* [HOW TO COMPLETE THIS TASK] Only the lines holding "person" are wanted here; copy each from the listing.

* [DATA FOR PROCESSING]

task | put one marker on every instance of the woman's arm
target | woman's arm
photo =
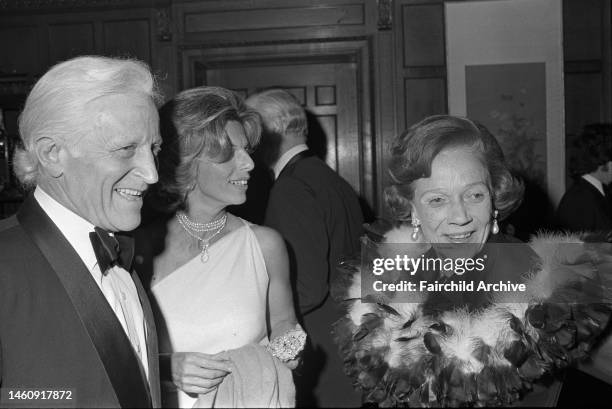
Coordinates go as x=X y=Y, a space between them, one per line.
x=280 y=298
x=194 y=372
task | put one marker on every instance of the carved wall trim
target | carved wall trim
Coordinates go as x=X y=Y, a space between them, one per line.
x=164 y=24
x=385 y=15
x=18 y=5
x=220 y=44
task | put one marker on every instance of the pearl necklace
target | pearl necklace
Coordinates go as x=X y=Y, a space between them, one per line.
x=193 y=228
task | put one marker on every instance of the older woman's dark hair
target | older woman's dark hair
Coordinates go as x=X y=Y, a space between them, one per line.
x=591 y=149
x=193 y=124
x=413 y=152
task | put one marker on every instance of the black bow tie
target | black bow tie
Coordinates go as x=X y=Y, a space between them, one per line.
x=112 y=250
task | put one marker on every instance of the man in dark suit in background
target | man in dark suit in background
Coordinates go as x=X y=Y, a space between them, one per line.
x=586 y=205
x=318 y=214
x=76 y=327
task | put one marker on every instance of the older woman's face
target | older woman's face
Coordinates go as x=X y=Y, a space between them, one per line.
x=453 y=205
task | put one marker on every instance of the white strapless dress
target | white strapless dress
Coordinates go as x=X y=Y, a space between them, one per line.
x=214 y=306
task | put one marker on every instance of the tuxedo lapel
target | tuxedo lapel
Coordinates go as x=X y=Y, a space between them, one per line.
x=105 y=331
x=152 y=351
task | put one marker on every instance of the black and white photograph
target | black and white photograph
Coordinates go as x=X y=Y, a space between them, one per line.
x=305 y=203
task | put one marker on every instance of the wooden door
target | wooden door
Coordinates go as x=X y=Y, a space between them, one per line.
x=331 y=82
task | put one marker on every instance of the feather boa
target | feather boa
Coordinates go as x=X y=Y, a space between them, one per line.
x=398 y=355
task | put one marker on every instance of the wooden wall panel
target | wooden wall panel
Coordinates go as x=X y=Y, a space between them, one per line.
x=273 y=18
x=582 y=101
x=422 y=77
x=70 y=40
x=582 y=29
x=129 y=38
x=14 y=59
x=423 y=97
x=423 y=34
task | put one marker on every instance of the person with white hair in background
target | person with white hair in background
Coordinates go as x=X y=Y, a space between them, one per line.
x=319 y=216
x=76 y=327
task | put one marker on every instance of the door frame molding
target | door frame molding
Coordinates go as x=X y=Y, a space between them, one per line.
x=195 y=59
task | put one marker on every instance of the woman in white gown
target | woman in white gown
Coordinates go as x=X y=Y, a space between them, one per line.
x=220 y=285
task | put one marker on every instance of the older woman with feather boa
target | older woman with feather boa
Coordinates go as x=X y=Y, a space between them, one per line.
x=462 y=347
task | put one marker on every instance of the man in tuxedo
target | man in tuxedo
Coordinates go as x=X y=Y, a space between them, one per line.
x=586 y=205
x=74 y=317
x=318 y=214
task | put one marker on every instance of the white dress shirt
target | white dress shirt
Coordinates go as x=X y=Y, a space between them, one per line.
x=595 y=182
x=116 y=286
x=286 y=157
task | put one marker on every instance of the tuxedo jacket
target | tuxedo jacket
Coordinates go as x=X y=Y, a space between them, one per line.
x=318 y=214
x=584 y=208
x=57 y=331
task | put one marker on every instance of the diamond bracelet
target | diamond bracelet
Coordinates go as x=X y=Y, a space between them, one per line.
x=287 y=347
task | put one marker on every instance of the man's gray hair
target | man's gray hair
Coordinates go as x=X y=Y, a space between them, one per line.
x=57 y=105
x=280 y=111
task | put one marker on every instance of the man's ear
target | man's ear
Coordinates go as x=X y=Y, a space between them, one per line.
x=413 y=212
x=48 y=153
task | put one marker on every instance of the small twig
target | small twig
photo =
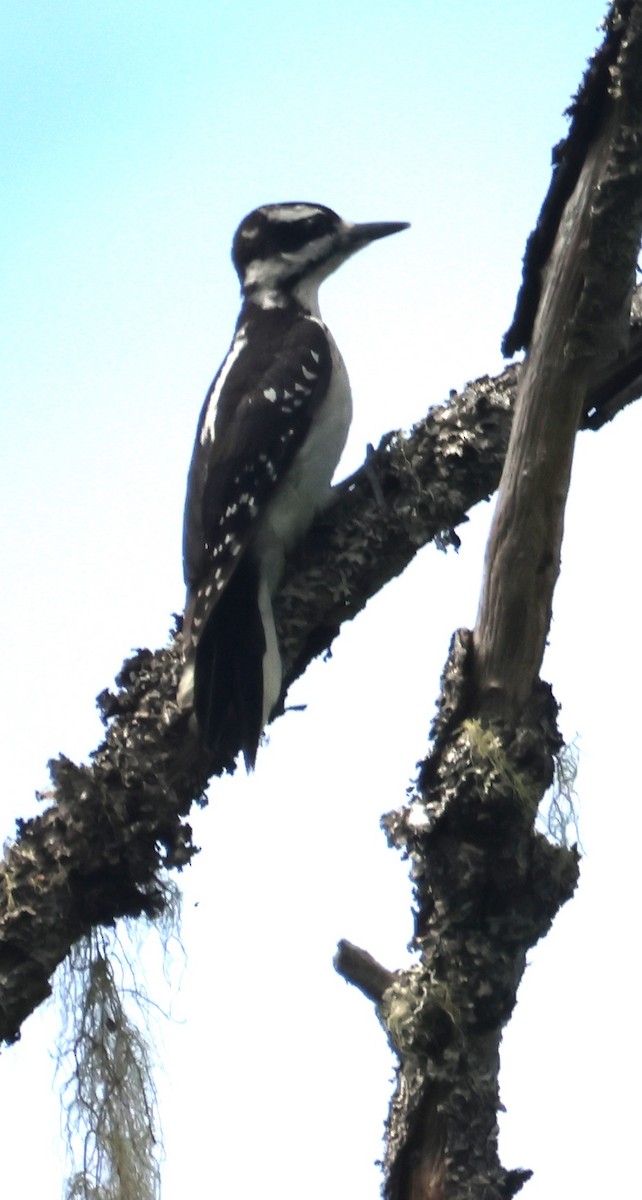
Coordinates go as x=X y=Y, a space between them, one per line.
x=363 y=971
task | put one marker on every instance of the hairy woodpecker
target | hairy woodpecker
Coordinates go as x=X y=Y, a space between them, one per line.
x=269 y=438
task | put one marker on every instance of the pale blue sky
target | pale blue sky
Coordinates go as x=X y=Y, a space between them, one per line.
x=133 y=139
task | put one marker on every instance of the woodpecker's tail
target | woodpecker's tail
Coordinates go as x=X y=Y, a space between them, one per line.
x=233 y=669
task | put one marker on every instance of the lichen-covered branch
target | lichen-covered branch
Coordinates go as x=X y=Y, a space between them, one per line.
x=111 y=825
x=94 y=853
x=486 y=885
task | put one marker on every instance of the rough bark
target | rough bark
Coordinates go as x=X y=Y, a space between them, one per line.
x=109 y=826
x=487 y=886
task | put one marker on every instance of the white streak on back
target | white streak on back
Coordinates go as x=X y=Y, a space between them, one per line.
x=235 y=351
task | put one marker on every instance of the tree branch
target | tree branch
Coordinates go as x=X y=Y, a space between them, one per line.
x=96 y=851
x=486 y=885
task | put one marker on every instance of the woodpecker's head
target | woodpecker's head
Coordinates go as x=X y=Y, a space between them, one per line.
x=282 y=250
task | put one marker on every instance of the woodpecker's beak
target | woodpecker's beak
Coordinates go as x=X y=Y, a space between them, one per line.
x=360 y=235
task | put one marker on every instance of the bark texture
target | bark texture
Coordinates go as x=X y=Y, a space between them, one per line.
x=487 y=886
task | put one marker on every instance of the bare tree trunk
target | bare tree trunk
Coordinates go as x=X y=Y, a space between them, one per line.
x=487 y=886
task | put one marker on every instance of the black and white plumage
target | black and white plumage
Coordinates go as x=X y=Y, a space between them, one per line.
x=269 y=438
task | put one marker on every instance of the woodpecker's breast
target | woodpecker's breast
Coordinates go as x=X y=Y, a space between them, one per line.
x=306 y=487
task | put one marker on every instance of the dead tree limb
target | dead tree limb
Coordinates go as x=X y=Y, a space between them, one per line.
x=487 y=886
x=95 y=852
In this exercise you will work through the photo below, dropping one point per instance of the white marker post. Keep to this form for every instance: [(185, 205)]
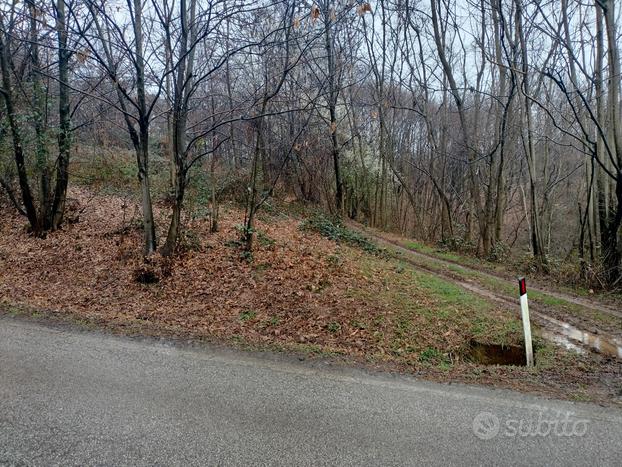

* [SOLUTION]
task | put one marker on every instance of the person with white hair in background
target | person with white hair in background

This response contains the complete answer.